Quoting Kundera from the book:

The heavier the burden, the closer our lives come to the earth, the more real and truthful they become. Conversely, the absolute absence of burden causes man to be lighter than air, to soar into heights, take leave of the earth and his earthly being, and become only half real, his movements as free as they are insignificant. What then shall we choose? Weight or lightness? ... When we want to give expression to a dramatic situation in our lives, we tend to use metaphors of heaviness. We say that something has become a great burden to us. We either bear the burden or fail and go down with it, we struggle with it, win or lose. And Sabina – what had come over her? Nothing. She had left a man because she felt like leaving him. Had he persecuted her? Had he tried to take revenge on her? No. Her drama was a drama not of heaviness but of lightness. What fell to her lot was not the burden, but the unbearable lightness of being.

In the novel, Nietzsche's concept is attached to an interpretation of the German adage einmal ist keinmal 'one occurrence is not significant'; namely, an "all-or-nothing" cognitive distortion that Tomáš must overcome in his hero's journey. He initially believes "If we only have one life to live, we might as well not have lived at all," and specifically (with respect to committing to Tereza) "There is no means of testing which decision is better, because there is no basis for comparison." The novel resolves this question decisively that such a commitment is in fact possible and desirable.

==Publication==
The Unbearable Lightness of Being (1984) was not published in the original Czech until 1985 by the exile publishing house 68 Publishers (Toronto, Ontario). The second Czech edition was published in October 2006, in Brno, Czech Republic, some 18 years after the Velvet Revolution, because Kundera did not approve it earlier. The first English translation by Michael Henry Heim was published in hardback in 1984 by Harper & Row in the U.S. and Faber and Faber in the UK and in paperback in 1985.

==Film==

In 1988, an American-made film adaptation of the novel was released starring Daniel Day-Lewis, Lena Olin and Juliette Binoche and directed by Philip Kaufman. In a note to the Czech edition of the book, Kundera remarks that the movie had very little to do with the spirit either of the novel or the characters in it. In the same note, Kundera goes on to say that after this experience he no longer allows any adaptations of his work.

#####

- **PROBLEM DESCRIPTION**
From the text on The Unbearable Lightness of Being, list every person it names as starring in or directing the 1988 film adaptation, and give each one's role.

- **RECORD EXCERPTS**
#####

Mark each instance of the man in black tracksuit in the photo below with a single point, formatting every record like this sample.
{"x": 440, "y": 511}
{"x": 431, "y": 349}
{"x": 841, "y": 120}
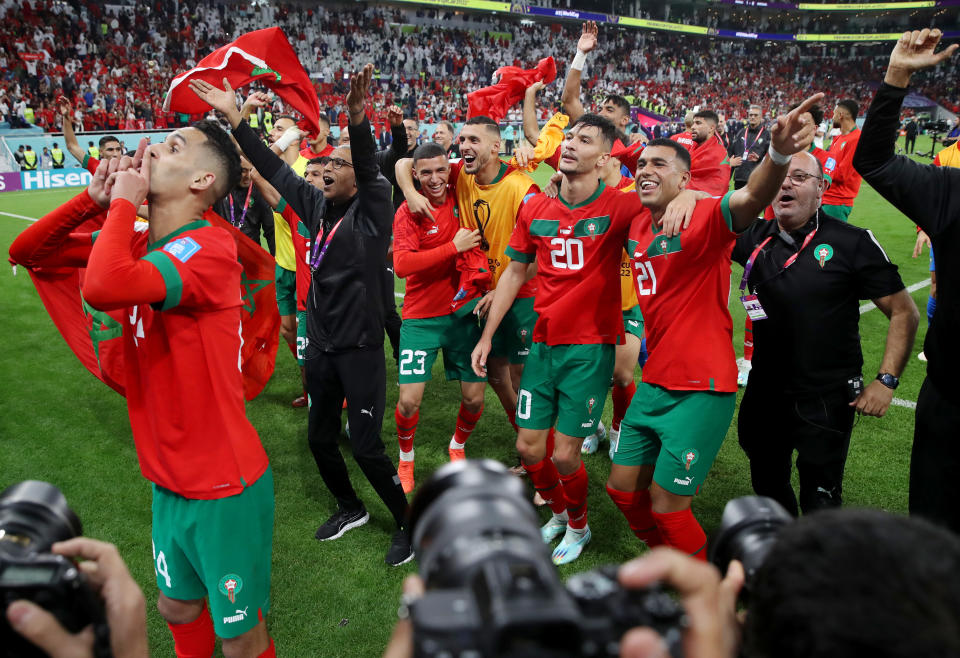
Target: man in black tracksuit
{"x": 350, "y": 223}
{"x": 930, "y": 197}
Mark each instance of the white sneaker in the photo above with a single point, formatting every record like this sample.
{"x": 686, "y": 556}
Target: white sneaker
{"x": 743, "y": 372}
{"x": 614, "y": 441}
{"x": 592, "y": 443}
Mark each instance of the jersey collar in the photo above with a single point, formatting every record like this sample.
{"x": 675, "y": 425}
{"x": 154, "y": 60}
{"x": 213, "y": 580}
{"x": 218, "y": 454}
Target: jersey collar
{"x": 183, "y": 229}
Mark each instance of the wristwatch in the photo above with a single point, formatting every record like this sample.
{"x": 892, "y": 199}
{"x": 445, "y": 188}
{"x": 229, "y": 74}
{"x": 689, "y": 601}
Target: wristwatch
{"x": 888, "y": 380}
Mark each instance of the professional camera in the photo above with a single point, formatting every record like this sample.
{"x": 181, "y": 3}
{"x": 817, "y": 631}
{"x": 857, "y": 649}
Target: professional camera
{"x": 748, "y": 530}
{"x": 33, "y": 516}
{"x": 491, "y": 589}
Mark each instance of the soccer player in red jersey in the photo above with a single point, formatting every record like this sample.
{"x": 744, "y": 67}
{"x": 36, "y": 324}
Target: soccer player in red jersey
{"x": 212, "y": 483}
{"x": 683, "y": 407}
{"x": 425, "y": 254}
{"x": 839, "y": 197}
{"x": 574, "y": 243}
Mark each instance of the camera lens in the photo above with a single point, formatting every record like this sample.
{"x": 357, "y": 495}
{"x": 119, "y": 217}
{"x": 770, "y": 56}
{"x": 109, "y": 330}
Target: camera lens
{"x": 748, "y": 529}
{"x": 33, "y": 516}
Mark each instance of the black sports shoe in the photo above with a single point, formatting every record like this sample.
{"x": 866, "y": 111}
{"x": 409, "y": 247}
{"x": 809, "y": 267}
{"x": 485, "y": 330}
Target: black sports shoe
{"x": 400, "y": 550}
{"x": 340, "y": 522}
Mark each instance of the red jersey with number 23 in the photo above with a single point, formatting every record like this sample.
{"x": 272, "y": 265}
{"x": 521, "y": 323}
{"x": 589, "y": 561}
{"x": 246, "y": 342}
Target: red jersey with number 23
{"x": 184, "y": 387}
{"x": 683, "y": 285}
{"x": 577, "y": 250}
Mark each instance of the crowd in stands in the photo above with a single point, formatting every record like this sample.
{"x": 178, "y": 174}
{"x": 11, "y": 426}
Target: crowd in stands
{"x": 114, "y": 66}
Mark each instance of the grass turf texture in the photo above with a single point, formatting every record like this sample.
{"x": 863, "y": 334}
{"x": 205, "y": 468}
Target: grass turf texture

#####

- **SOLUTION FOR THIS PROBLEM**
- Daniel Day-Lewis (star)
- Lena Olin (star)
- Juliette Binoche (star)
- Philip Kaufman (director)